▶ [EXCERPT TO READ]
++++++
Ten RCTs (1,483 patients) were included.
Only 5 RCTs indicated the method of randomisation; 4 RCTs defined the inclusion and/or exclusion criteria in detail; and 7 RCTs included a sample size estimate. The mean methodological quality score was 0.66. There was a significant correlation (rho) between the year of publication and methodological quality (rho=0.76, p=0.02). However, there were no significant correlations between the effect size and year of publication (rho=0.29, p=0.4) or methodological quality (rho =0.42, p=0.2).
Pulmonary function at 90 minutes: the addition of ipratropium to beta-agonist therapy led to a significant benefit. The pooled effect size was 0.14 (95% CI: 0.04, 0.24, p=0.008). The fail-safe N was 36.4. There was no evidence of heterogeneity (p>0.5).
Sensitivity analyses: when the 5 lower quality studies were excluded, the findings were practically unchanged; the results were not reported. For the 4 studies of patients with FEV1 or PF less than 35% of the predicted value, the addition of ipratropium to beta-agonist therapy led to a significant benefit (pooled effect size 0.38, 95% CI: 0.09, 0.67). Systemic steroids had a moderate effect on outcome (pooled effect size 0.14, 95% CI: 0.00, 0.28).
++++++
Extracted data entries
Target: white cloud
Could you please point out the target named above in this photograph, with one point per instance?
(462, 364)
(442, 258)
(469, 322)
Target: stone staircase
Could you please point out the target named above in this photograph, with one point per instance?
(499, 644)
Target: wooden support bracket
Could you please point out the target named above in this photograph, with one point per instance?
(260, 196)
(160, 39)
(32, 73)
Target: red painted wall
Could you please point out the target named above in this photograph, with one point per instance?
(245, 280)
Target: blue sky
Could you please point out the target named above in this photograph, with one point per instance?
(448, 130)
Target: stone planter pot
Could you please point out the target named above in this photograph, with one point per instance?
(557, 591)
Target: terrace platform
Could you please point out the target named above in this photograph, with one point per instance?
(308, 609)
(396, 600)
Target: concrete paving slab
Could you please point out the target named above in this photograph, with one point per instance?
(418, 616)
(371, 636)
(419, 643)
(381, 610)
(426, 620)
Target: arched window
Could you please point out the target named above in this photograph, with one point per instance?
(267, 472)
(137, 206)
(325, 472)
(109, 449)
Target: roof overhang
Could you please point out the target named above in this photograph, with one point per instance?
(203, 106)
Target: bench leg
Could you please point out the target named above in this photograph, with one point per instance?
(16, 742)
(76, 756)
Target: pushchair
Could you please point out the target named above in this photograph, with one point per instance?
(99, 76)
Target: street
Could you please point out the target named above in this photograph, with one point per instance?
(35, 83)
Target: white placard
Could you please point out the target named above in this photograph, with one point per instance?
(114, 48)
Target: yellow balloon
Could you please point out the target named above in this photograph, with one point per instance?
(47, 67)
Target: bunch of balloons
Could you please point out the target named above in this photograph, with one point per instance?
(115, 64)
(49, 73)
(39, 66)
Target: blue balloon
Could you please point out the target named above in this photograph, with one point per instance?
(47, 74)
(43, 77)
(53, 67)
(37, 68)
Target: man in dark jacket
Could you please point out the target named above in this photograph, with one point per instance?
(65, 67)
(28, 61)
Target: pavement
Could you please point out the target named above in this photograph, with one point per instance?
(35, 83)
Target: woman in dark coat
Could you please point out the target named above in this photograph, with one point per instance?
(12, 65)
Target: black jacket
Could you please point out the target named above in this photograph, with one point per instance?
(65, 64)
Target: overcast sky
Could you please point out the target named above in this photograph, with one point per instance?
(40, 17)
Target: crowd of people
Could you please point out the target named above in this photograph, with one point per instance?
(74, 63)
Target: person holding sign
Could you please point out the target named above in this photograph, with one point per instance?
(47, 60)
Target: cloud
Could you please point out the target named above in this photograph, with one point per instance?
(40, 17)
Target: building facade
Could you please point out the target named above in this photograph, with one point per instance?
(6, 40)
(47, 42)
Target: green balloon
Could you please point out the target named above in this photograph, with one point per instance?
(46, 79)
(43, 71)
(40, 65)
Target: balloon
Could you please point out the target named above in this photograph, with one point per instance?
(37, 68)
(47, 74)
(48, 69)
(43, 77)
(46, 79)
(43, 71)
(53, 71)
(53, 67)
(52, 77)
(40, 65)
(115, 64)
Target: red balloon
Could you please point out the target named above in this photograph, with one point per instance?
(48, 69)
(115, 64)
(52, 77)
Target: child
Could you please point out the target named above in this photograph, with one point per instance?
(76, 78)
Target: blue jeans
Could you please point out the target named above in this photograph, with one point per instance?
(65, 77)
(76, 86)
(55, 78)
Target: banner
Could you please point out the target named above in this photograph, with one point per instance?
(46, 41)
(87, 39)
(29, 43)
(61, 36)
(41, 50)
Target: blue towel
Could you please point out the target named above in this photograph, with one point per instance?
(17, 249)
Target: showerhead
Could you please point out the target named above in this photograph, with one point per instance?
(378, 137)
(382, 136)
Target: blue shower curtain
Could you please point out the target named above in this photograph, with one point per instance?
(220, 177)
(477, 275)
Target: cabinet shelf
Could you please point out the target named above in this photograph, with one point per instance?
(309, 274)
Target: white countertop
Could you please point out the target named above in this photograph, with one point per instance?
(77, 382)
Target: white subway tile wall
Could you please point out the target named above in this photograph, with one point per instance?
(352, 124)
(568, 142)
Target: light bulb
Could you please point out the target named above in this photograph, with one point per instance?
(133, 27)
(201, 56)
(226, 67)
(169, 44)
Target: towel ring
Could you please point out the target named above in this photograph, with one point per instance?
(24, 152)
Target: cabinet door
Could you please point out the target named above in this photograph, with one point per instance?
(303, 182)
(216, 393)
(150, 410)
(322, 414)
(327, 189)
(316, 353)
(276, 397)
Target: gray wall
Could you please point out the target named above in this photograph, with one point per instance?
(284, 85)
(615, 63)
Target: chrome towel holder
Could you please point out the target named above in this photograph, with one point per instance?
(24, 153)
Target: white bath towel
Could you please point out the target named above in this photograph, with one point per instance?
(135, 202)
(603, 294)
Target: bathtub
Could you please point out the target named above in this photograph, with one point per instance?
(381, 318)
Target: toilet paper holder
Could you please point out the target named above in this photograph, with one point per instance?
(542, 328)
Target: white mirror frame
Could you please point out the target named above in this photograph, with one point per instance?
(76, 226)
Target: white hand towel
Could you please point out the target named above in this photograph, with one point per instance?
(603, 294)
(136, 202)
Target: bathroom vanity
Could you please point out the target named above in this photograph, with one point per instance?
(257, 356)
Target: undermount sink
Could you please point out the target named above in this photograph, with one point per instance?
++++++
▶ [TASKS FOR THIS EXERCISE]
(1) Reproduce the part of the ipratropium summary between "Pulmonary function at" and "of heterogeneity (p>0.5).", inclusive.
(2) Decide whether each statement agrees with the ipratropium summary. Answer yes or no for each, and quote the deciding words. (a) Seven of the trials included a sample size estimate. (b) The pulmonary function results at 90 minutes showed heterogeneity. (c) Effect size correlated significantly with year of publication.

▶ [RESULTS BY TASK]
(1)
Pulmonary function at 90 minutes: the addition of ipratropium to beta-agonist therapy led to a significant benefit. The pooled effect size was 0.14 (95% CI: 0.04, 0.24, p=0.008). The fail-safe N was 36.4. There was no evidence of heterogeneity (p>0.5).

(2)
(a) Yes: "7 RCTs included a sample size estimate"
(b) No: "There was no evidence of heterogeneity (p>0.5)."
(c) No: "there were no significant correlations between the effect size and year of publication (rho=0.29, p=0.4)"